----- Document section -----
In this embodiment, the electronic device 1 is a dual-band electronic device because the first frequency band is not equal to the second frequency band. The electronic device 1 is a dual-band electronic device 1, so that the electronic device 1 can support transceiving of electromagnetic wave signals in more frequency bands, that is, can communicate with other electronic devices by using more frequency bands, and therefore, the communication performance of the electronic device 1 is higher.

In this embodiment, the first frequency band is greater than the second frequency band. In other embodiments, the first frequency band may be smaller than the second frequency band.

Referring to fig. 11, fig. 11 is an enlarged view of a portion of the electronic device shown in fig. 9. The first antenna 110 includes a first radiator 111, the first radiator 111 has a first feeding point 112, and the first feeding point 112 is configured to receive a first excitation signal, so that the first radiator 111 transceives an electromagnetic wave signal according to the first excitation signal. The second antenna 120 includes a second radiator 121, the second radiator 121 has a second feeding point 122, and the second feeding point 122 is configured to receive a second excitation signal, so that the second radiator 121 transceives an electromagnetic wave signal according to the second excitation signal. The third antenna 130 includes a third radiator 131, the third radiator 131 has a third feeding point 132, and the third feeding point 132 is configured to receive a third excitation signal, so that the third radiator 131 transceives an electromagnetic wave signal according to the third excitation signal. The fourth antenna 140 includes a fourth radiator 141, the fourth radiator 141 has a fourth feeding point 142, and the fourth feeding point 142 is configured to receive a fourth excitation signal, so that the fourth radiator 141 transceives an electromagnetic wave signal according to the fourth excitation signal.

In the present embodiment, each radiator has a feeding point, each feeding point can receive an excitation signal, and each radiator transmits and receives an electromagnetic wave signal according to the excitation signal, so that each radiator transmits and receives the electromagnetic wave signal relatively independently, and mutual interference when the radiators transmit and receive the electromagnetic wave signals is reduced.
-----
● Requests
(1) Translate this sentence from the antenna description into Spanish: "In this embodiment, the first frequency band is greater than the second frequency band."
(2) Resume the antenna description after its final sentence, in the same technical style.
----- Data section -----
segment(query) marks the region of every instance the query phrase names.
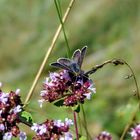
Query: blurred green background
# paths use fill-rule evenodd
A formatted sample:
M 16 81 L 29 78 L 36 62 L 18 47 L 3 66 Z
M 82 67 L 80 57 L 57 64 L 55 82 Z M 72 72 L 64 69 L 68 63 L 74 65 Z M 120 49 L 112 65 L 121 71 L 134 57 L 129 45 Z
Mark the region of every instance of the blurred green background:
-----
----- Data section -----
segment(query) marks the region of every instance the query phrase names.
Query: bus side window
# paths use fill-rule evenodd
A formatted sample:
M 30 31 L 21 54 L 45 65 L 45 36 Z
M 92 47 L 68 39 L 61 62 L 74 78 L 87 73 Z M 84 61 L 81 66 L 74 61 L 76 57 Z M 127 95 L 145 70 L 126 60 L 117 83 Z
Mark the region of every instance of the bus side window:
-----
● Outputs
(1) En esta realización, la primera banda de frecuencia es mayor que la segunda banda de frecuencia.

(2)
In this embodiment, the first antenna 110 further includes a plurality of first grounding points 113 arranged at intervals. The first feeding point 112 faces away from the second area 102 compared to the plurality of first grounding points 113. The radiation aperture of the first antenna 110 faces a direction away from the plurality of first ground points 113 toward the first feeding point 112. The arrangement direction of the plurality of first ground points 113 is perpendicular to the arrangement direction of the first region 101 and the second region 102.

The second antenna 120 further includes a plurality of second ground points 123 arranged at intervals. The second feeding point 122 faces away from the second area 102 compared to the plurality of second grounding points 123. The radiation aperture of the second antenna 120 faces a direction away from the plurality of second ground points 123 toward the second feeding point 122. The arrangement direction of the second ground points 123 is perpendicular to the arrangement direction of the first region 101 and the second region 102. The second radiator 112 and the first radiator 111 have the same size in the radiation aperture direction of the first antenna 110.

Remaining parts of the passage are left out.